# WRITTEN TASK
Lines before the one containing "the in-ground trampoline" are excluded; print that line and every line after it through the end of the material below, exactly.

# DATA ENTRIES
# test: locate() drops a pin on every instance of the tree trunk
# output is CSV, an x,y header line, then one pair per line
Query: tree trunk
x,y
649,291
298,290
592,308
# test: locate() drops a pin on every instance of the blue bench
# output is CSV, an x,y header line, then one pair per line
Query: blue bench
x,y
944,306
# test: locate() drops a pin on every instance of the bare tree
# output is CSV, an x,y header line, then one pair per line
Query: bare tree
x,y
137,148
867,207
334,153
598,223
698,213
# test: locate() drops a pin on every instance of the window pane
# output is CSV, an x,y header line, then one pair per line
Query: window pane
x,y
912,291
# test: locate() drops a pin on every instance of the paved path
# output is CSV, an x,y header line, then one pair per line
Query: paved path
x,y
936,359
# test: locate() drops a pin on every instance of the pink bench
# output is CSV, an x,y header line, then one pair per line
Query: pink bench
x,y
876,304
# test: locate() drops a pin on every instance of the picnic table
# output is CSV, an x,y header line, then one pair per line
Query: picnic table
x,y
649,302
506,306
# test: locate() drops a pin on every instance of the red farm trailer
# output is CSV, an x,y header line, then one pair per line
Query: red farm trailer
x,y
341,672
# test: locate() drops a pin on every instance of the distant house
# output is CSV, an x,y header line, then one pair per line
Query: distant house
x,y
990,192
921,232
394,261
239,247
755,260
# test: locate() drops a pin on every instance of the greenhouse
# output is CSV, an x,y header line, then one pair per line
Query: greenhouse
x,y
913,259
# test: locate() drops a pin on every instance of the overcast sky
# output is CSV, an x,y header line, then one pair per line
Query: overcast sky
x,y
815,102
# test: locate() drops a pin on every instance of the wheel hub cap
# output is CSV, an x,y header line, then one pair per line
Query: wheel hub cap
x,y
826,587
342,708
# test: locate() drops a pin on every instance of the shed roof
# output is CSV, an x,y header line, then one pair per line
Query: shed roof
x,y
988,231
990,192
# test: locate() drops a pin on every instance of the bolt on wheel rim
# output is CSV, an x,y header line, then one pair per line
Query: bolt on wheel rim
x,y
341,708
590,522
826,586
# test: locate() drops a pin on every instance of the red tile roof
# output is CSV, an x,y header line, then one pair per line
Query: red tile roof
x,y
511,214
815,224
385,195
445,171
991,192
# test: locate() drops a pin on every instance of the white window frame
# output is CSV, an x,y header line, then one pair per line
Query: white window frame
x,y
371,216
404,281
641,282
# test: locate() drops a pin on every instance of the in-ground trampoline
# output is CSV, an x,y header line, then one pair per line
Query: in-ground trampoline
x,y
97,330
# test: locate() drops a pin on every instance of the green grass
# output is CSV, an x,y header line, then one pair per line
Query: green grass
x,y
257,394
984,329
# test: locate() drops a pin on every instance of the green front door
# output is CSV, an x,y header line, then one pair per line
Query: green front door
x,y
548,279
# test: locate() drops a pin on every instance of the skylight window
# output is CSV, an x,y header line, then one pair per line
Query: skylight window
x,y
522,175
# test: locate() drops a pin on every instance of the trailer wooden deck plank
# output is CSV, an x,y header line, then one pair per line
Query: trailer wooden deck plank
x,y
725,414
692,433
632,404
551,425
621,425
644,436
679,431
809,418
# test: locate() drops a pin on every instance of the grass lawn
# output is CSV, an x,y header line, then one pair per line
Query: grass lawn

# COMPLETE OUTPUT
# test: locate() drops a pin on every instance of the in-ground trampoline
# output is CSV, an x,y header line, then one pair per line
Query: in-ground trampoline
x,y
97,330
# test: locate() drops a pin on every instance of the green grass
# output is CSV, an x,y header line, then one pair per line
Query: green grass
x,y
257,394
984,329
# test: locate() drops a pin on every instance of the green front door
# output is CSV, an x,y header line, then one pair per line
Query: green front door
x,y
548,279
# test: locate() drops a pin on every instance of the skylight window
# output is CSV, an x,y header line, then one pair per line
Query: skylight window
x,y
522,175
# test: locate() drops a pin on every instance of the trailer wooden deck plank
# output is CSV, an x,y header line, then one pair per line
Query: trailer wooden deck plank
x,y
725,414
692,433
632,404
551,425
621,425
644,436
679,431
809,418
# test: locate() drops a pin on every instance of the grass lawn
# output is CSV, an x,y header line, then one pair per line
Query: grass lawn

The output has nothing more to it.